__DOCUMENTO DE ORIGEN__
•••••
En sus “Pensamientos”, decía: “Somos algo y no somos todo; lo que de ser tenemos nos oculta el conocimiento de los primeros principios que nacen de la nada; lo poco de ser que tenemos oculta el infinito”. “Nuestros sentidos nada perciben extremado, afirmaba: El demasiado ruido nos ensordece; la demasiada luz nos deslumbra; …el demasiado placer hastía… Las cualidades excesivas nos son enemigas; no las sentimos, las sufrimos; la juventud extrema y la demasiada vejez entorpecen el espíritu; las cosas extremas son para nosotros como si no existiesen y nosotros nada somos en relación con ellas”.

El hombre, un ser limitado e incapaz de “ver la nada de la que ha salido y el infinito en el que está sumido”, busca el apoyo de la imaginación que desempeña el papel engañoso de “agrandar el tiempo a fuerza de hacer sobre él reflexiones continuas, y aminorar la eternidad a falta de reflexionar sobre ella”.

Ello le conduce paradójicamente, a hacer de la nada una eternidad y de la eternidad una nada.

Las reflexiones de Pascal sobre las limitaciones del hombre, su desproporción y su no-coincidencia consigo mismo, le llevaron a afirmar: “Nada es más extraño en la naturaleza del hombre que las contradicciones que descubre al contemplar todas las cosas. Está hecho para conocer la verdad, la desea ardientemente, la busca con anhelo; y, sin embargo, cuando procura alcanzarla se alucina y confunde…”.

Señaló la desproporción del ser humano en el orden del pensar, el obrar y el sentir, al afirmar: “Es una pena insoportable estar obligado a vivir consigo y a pensar en sí”; y resaltó sus aspectos contradictorios diciendo: “No nos contentamos con la vida que tenemos en nosotros y nuestro propio ser; queremos vivir en la idea de los demás con una vida imaginaria… Trabajamos sin descanso en ese ser imaginario y descuidamos el verdadero… Tanto se apodera el orgullo de nosotros que aun la vida perdemos con alegría con tal que de nosotros se hable”.
•••••
__QUÉ HACER__
Escribe cómo sigue el texto sobre Pascal y las limitaciones del hombre, a partir de donde termina.

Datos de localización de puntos
•••••
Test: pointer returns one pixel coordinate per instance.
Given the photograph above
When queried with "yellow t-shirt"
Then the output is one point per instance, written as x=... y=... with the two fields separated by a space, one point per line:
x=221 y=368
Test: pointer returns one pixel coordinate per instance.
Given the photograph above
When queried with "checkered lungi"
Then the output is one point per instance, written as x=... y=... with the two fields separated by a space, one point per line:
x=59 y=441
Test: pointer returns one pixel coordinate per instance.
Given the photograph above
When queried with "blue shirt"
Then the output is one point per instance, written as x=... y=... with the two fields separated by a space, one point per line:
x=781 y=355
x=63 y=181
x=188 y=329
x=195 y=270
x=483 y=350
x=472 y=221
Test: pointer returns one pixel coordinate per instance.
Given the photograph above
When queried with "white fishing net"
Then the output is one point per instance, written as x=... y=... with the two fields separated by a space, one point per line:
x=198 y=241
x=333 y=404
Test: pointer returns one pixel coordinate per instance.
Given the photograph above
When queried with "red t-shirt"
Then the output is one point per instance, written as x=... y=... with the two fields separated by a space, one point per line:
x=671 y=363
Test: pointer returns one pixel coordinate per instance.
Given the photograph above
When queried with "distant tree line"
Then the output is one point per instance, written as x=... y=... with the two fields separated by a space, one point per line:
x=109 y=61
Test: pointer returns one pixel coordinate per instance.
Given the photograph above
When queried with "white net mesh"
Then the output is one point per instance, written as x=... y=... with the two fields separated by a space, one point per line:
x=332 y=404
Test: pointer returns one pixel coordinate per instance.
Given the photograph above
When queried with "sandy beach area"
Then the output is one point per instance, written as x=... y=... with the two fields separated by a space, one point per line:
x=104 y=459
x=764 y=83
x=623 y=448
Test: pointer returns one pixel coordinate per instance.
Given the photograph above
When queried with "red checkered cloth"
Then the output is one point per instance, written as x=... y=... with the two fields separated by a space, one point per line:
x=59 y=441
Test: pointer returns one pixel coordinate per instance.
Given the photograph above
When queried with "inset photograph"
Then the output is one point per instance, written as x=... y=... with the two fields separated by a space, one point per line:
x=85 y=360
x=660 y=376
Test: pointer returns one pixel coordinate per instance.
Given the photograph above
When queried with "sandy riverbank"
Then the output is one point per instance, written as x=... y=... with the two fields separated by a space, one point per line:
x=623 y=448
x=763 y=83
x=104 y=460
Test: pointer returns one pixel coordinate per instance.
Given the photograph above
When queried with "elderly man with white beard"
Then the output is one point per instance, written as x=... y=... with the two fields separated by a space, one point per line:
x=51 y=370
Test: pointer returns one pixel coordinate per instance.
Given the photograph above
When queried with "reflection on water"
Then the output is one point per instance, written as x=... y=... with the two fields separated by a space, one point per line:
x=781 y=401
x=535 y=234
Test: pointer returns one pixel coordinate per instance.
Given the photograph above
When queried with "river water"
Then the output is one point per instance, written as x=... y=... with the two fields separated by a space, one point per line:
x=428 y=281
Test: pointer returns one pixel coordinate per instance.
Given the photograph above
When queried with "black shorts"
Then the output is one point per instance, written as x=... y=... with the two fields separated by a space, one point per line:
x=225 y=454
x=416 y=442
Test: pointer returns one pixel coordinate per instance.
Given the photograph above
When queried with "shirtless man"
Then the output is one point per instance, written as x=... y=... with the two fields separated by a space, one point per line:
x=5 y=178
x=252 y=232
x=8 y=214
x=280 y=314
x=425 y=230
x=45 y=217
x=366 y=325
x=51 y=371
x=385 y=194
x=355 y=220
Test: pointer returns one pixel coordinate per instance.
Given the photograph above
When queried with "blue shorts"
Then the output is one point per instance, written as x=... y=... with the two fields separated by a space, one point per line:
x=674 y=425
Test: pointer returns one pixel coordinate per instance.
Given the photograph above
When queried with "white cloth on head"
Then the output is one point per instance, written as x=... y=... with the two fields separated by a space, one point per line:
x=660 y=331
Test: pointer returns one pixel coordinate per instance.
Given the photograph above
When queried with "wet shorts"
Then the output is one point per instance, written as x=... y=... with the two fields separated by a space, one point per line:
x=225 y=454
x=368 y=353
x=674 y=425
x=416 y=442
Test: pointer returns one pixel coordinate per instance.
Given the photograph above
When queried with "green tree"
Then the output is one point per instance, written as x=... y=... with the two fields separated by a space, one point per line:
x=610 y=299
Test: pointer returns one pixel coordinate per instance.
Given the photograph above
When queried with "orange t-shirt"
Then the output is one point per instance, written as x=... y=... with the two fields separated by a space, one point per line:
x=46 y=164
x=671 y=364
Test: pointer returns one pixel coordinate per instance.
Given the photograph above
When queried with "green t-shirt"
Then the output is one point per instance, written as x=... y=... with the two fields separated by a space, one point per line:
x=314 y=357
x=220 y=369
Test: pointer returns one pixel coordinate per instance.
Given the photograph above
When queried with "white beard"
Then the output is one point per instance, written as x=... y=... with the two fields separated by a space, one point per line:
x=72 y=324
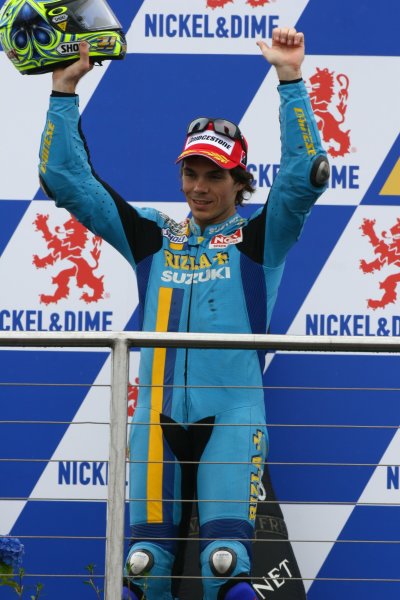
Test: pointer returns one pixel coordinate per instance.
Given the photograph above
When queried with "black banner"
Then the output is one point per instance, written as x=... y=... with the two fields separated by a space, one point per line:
x=275 y=569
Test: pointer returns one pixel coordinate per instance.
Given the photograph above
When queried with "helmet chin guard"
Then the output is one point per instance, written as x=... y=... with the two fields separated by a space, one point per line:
x=40 y=36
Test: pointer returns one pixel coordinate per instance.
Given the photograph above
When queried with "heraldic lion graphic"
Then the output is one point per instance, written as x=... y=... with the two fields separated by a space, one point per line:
x=67 y=243
x=387 y=249
x=322 y=96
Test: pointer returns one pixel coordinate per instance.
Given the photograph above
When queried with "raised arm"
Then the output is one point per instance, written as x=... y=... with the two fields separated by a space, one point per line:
x=304 y=168
x=68 y=177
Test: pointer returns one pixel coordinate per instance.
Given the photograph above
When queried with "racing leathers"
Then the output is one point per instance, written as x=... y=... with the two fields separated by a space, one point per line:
x=201 y=407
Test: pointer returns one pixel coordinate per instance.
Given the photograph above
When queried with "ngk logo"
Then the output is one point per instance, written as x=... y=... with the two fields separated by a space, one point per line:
x=222 y=241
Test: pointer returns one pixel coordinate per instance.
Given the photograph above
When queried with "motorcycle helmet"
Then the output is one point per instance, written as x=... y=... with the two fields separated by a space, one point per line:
x=39 y=36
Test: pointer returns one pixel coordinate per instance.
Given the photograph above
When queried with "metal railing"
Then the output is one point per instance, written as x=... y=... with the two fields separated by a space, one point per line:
x=120 y=343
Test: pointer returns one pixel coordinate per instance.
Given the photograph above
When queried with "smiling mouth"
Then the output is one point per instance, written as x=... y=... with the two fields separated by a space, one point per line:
x=199 y=202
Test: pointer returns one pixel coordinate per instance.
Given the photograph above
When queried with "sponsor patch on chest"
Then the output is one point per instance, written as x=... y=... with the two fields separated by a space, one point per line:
x=173 y=237
x=222 y=241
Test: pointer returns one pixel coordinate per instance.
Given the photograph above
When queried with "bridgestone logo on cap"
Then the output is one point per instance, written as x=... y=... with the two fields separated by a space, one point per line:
x=212 y=139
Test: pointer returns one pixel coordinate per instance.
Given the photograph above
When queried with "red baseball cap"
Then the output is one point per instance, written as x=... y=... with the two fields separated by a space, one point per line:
x=224 y=151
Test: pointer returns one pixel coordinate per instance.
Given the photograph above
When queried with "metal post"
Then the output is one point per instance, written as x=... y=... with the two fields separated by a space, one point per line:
x=117 y=470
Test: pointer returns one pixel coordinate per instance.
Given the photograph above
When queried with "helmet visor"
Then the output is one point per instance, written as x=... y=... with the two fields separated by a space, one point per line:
x=79 y=16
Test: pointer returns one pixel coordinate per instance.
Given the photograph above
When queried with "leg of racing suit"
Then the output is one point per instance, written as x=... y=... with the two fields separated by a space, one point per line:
x=156 y=524
x=228 y=485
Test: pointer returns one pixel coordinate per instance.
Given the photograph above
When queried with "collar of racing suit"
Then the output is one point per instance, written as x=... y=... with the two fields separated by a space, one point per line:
x=227 y=226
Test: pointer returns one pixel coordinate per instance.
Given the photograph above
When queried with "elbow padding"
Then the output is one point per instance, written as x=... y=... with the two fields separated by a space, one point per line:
x=320 y=171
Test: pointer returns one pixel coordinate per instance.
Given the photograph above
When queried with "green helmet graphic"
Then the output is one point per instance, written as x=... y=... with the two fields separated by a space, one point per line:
x=39 y=36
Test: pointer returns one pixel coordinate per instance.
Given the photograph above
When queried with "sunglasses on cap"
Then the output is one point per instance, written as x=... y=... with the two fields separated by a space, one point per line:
x=222 y=126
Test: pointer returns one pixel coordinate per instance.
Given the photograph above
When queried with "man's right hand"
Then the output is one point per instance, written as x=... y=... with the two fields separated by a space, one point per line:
•••••
__RESPUESTA ESCRITA__
Alexandre Kojevs, en su clásica obra “Introducción a Hegel”, afirma que “todos los deseos del ser humano, el que genera la conciencia de sí mismo, la realidad humana, son función del anhelo de reconocimiento”.

El hombre, como dijo anteriormente, comparte con el animal sus deseos de alimento, de abrigo y de conservación de la propia vida; pero aspira también a obtener otras metas, como la de contar con el afecto de los demás y cumplir su ambición a que se le reconozca como ser humano; no busca exclusivamente las comodidades sino el respeto que siente merecer por tener cierto grado de dignidad y valor.

El anhelo de reconocimiento es aquella parte de la personalidad que empuja al hombre a afirmarse en su ser, que siente la necesidad de darse valor a sí mismo, de dar valor a los demás y a los actos y objetos que forman parte de su mundo.

El deseo de reconocimiento equivale al “thymos” de Platón y es análogo al afán de gloria y al amor propio de Rousseau. Platón relacionaba el thymos con el valor que uno se da así mismo, es decir, la autoestima, y con la dignidad en el sentido del valer de la persona.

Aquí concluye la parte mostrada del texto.